- Problem requirements:
Please format all of the data below as a Markdown table with the columns Row and Line, numbering each line in order and skipping blank lines. Leave the pictures out.

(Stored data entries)
=== Begin Enclosure ===
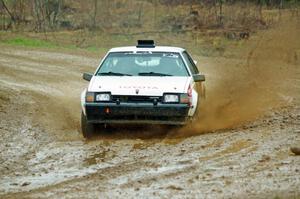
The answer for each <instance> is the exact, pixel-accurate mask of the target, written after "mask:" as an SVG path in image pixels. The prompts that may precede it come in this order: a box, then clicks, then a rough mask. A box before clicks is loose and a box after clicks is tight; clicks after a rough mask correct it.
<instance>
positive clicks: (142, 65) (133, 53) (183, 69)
mask: <svg viewBox="0 0 300 199" xmlns="http://www.w3.org/2000/svg"><path fill="white" fill-rule="evenodd" d="M97 75H98V76H188V72H187V70H186V67H185V65H184V63H183V61H182V58H181V56H180V55H179V53H173V52H151V53H150V52H137V53H132V52H117V53H110V54H109V55H108V56H107V57H106V59H105V60H104V62H103V63H102V64H101V66H100V68H99V70H98V71H97Z"/></svg>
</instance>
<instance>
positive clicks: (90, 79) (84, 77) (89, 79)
mask: <svg viewBox="0 0 300 199" xmlns="http://www.w3.org/2000/svg"><path fill="white" fill-rule="evenodd" d="M92 77H93V75H92V74H90V73H83V75H82V78H83V79H84V80H86V81H91V79H92Z"/></svg>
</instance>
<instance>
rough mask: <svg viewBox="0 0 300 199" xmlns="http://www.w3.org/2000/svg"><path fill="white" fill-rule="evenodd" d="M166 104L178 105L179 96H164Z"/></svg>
=== End Enclosure ===
- Response:
| Row | Line |
|---|---|
| 1 | The answer for each <instance> is the exact, pixel-accurate mask of the target, written after "mask:" as an SVG path in image pixels. The prompts that may precede it come in this order: a box, then clicks, then a rough mask. A box before clicks is loose and a box after clicks is tight; clicks after a rough mask correct it. |
| 2 | <instance> |
| 3 | positive clicks: (142, 65) (133, 53) (183, 69) |
| 4 | mask: <svg viewBox="0 0 300 199" xmlns="http://www.w3.org/2000/svg"><path fill="white" fill-rule="evenodd" d="M97 75H98V76H188V72H187V70H186V67H185V65H184V63H183V61H182V58H181V56H180V55H179V53H173V52H151V53H150V52H137V53H132V52H117V53H110V54H109V55H108V56H107V57H106V59H105V60H104V62H103V63H102V64H101V66H100V68H99V70H98V71H97Z"/></svg> |
| 5 | </instance> |
| 6 | <instance> |
| 7 | positive clicks: (90, 79) (84, 77) (89, 79) |
| 8 | mask: <svg viewBox="0 0 300 199" xmlns="http://www.w3.org/2000/svg"><path fill="white" fill-rule="evenodd" d="M92 77H93V75H92V74H90V73H83V75H82V78H83V79H84V80H86V81H91V79H92Z"/></svg> |
| 9 | </instance> |
| 10 | <instance> |
| 11 | rough mask: <svg viewBox="0 0 300 199" xmlns="http://www.w3.org/2000/svg"><path fill="white" fill-rule="evenodd" d="M166 104L178 105L179 96H164Z"/></svg> |